Merge pull request #1530 from dhermes/happybase-table-helpers

dhermes · dhermes · commit f87ee7e93510 · 2016-02-25T09:43:58.000-08:00
Adding HappyBase table helpers.
diff --git a/gcloud/bigtable/happybase/table.py b/gcloud/bigtable/happybase/table.py
@@ -19,13 +19,17 @@
 
 import six
 
+from gcloud._helpers import _datetime_from_microseconds
+from gcloud._helpers import _microseconds_from_datetime
+from gcloud._helpers import _to_bytes
 from gcloud._helpers import _total_seconds
 from gcloud.bigtable.column_family import GCRuleIntersection
 from gcloud.bigtable.column_family import MaxAgeGCRule
 from gcloud.bigtable.column_family import MaxVersionsGCRule
 from gcloud.bigtable.happybase.batch import _WAL_SENTINEL
 from gcloud.bigtable.happybase.batch import Batch
 from gcloud.bigtable.table import Table as _LowLevelTable
+from gcloud.bigtable.row import TimestampRange
 
 
 _UNPACK_I64 = struct.Struct('>q').unpack
@@ -563,3 +567,155 @@ def _gc_rule_to_dict(gc_rule):
                 if key1 != key2:
                     result = {key1: rule1[key1], key2: rule2[key2]}
     return result
+
+
+def _next_char(str_val, index):
+    """Gets the next character based on a position in a string.
+
+    :type str_val: str
+    :param str_val: A string containing the character to update.

What you will do:
#1 Update the portion of the commit between "Merge pull request" and "HappyBase table helpers.", inclusive, replacing "Adding" with "Introducing".
#2 Decide whether each statement agrees with the commit, giving yes or no and quoting the words that settle it: (a) the merged pull request is number 1530; (b) the change adds an import of TimestampRange from gcloud.bigtable.row; (c) the function _next_char takes a single parameter.
#3 Continue the commit's diff of table.py from the point at which it stops.

Provided data:
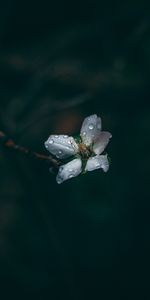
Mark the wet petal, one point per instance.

Answers for the exercise:
#1
Merge pull request #1530 from dhermes/happybase-table-helpers

dhermes · dhermes · commit f87ee7e93510 · 2016-02-25T09:43:58.000-08:00
Introducing HappyBase table helpers.

#2
(a) Yes: "Merge pull request #1530"
(b) Yes: "+from gcloud.bigtable.row import TimestampRange"
(c) No: "def _next_char(str_val, index):"

#3
+
+    :type index: int
+    :param index: An integer index in ``str_val``.
+
+    :rtype: str
+    :returns: The next character after the character at ``index``
+              in ``str_val``.
+    """
+    ord_val = six.indexbytes(str_val, index)
+    return _to_bytes(chr(ord_val + 1), encoding='latin-1')
+
+
+def _string_successor(str_val):
+    """Increment and truncate a byte string.
+
+    Determines shortest string that sorts after the given string when
+    compared using regular string comparison semantics.
+
+    Modeled after implementation in ``gcloud-golang``.
+
+    Increments the last byte that is smaller than ``0xFF``, and
+    drops everything after it. If the string only contains ``0xFF`` bytes,
+    ``''`` is returned.
+
+    :type str_val: str
+    :param str_val: String to increment.
+
+    :rtype: str
+    :returns: The next string in lexical order after ``str_val``.
+    """
+    str_val = _to_bytes(str_val, encoding='latin-1')
+    if str_val == b'':
+        return str_val
+
+    index = len(str_val) - 1
+    while index >= 0:
+        if six.indexbytes(str_val, index) != 0xff:
+            break
+        index -= 1
+
+    if index == -1:
+        return b''
+
+    return str_val[:index] + _next_char(str_val, index)
+
+
+def _convert_to_time_range(timestamp=None):
+    """Create a timestamp range from an HBase / HappyBase timestamp.
+
+    HBase uses timestamp as an argument to specify an exclusive end
+    deadline. Cloud Bigtable also uses exclusive end times, so
+    the behavior matches.
+
+    :type timestamp: int
+    :param timestamp: (Optional) Timestamp (in milliseconds since the
+                      epoch). Intended to be used as the end of an HBase
+                      time range, which is exclusive.
+
+    :rtype: :class:`.TimestampRange`, :data:`NoneType <types.NoneType>`
+    :returns: The timestamp range corresponding to the passed in
+              ``timestamp``.
+    """
+    if timestamp is None:
+        return None
+
+    next_timestamp = _datetime_from_microseconds(1000 * timestamp)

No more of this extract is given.